Object pointing dataset rows:
----------------
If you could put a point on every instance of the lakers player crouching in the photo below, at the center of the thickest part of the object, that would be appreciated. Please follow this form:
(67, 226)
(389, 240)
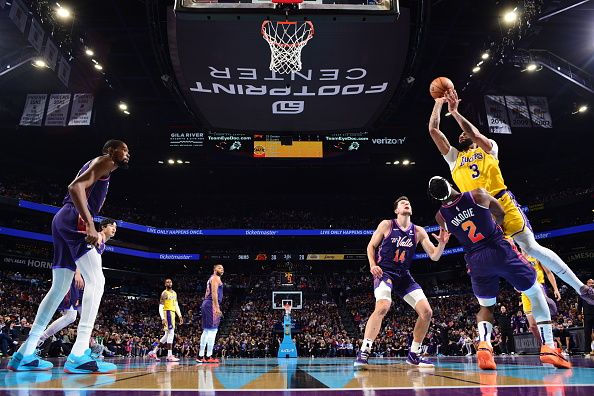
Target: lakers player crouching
(390, 252)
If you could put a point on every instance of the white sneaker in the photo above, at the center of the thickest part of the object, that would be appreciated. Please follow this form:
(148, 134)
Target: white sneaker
(153, 355)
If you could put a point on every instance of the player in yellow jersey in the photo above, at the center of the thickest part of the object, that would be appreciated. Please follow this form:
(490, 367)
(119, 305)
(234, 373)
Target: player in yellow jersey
(527, 306)
(168, 308)
(476, 165)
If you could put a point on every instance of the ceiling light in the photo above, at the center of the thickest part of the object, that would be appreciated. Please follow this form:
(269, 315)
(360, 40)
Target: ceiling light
(39, 63)
(63, 13)
(511, 16)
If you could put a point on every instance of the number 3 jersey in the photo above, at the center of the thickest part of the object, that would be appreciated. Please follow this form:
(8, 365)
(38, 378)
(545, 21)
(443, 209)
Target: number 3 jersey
(472, 224)
(397, 249)
(475, 168)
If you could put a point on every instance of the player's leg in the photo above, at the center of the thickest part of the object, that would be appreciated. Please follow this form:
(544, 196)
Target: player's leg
(522, 276)
(68, 317)
(383, 301)
(25, 359)
(517, 226)
(81, 360)
(412, 293)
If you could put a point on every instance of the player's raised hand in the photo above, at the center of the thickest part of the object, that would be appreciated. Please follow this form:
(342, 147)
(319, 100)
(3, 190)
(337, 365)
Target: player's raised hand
(376, 271)
(443, 237)
(451, 97)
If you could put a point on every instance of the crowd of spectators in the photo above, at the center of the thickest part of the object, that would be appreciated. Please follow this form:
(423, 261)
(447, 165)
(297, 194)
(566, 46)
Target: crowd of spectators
(250, 214)
(128, 325)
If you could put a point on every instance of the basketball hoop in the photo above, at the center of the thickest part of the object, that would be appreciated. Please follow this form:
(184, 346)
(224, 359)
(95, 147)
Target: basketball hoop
(286, 39)
(287, 308)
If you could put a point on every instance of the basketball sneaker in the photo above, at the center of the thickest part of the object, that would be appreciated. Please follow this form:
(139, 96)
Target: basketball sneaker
(552, 356)
(419, 361)
(153, 355)
(484, 356)
(587, 293)
(361, 362)
(32, 362)
(87, 364)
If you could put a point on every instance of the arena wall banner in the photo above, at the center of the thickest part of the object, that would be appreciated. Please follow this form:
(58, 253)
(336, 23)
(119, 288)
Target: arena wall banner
(517, 109)
(33, 111)
(222, 67)
(539, 111)
(82, 108)
(57, 110)
(497, 114)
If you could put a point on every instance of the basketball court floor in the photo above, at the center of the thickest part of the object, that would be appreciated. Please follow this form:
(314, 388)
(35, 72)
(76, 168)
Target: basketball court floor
(521, 375)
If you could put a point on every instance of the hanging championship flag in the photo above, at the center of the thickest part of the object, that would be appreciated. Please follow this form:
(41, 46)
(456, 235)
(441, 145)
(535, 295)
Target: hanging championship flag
(57, 110)
(497, 114)
(64, 71)
(19, 13)
(539, 111)
(33, 111)
(36, 35)
(82, 108)
(517, 109)
(50, 54)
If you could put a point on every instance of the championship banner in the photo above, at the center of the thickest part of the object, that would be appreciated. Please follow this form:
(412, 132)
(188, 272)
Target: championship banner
(33, 111)
(497, 114)
(36, 35)
(57, 110)
(82, 108)
(50, 54)
(64, 71)
(19, 14)
(517, 109)
(539, 111)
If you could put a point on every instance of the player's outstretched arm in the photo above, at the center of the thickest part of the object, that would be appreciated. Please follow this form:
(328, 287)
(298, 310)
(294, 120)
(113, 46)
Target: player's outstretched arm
(440, 140)
(100, 167)
(433, 251)
(482, 197)
(374, 242)
(468, 128)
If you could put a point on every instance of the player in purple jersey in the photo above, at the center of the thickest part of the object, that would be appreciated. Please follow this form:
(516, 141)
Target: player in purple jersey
(211, 314)
(74, 238)
(474, 218)
(390, 252)
(71, 303)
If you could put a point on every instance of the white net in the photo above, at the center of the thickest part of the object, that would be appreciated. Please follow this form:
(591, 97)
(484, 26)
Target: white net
(286, 40)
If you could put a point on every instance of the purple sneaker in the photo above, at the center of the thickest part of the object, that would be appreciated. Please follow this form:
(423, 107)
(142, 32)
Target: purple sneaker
(587, 293)
(361, 363)
(415, 360)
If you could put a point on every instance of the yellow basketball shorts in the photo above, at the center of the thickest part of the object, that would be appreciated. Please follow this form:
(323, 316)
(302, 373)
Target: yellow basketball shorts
(514, 221)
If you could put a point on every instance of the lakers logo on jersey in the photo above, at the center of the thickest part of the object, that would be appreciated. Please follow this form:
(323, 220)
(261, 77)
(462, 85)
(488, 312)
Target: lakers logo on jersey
(477, 169)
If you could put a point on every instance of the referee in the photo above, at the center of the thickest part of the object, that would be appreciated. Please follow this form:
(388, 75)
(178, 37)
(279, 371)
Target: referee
(588, 311)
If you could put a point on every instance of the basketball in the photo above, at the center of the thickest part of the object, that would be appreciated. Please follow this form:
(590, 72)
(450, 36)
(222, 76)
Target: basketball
(439, 86)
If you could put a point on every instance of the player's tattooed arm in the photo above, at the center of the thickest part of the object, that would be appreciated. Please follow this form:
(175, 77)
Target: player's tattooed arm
(440, 140)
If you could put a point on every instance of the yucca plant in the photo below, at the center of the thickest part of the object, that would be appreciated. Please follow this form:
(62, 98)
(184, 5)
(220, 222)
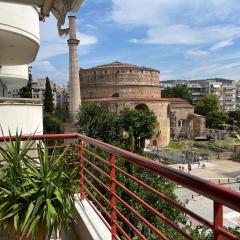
----------------
Identify each line in the rows above that contains the word "spectators", and copy those lines out, treating uppercase and lowercase as different.

If you could put a point on every instance of the crowd of spectators in the photo above, at the center of the thickest part of the object, that would be appreciated. Please follow this form:
Target: crowd of spectators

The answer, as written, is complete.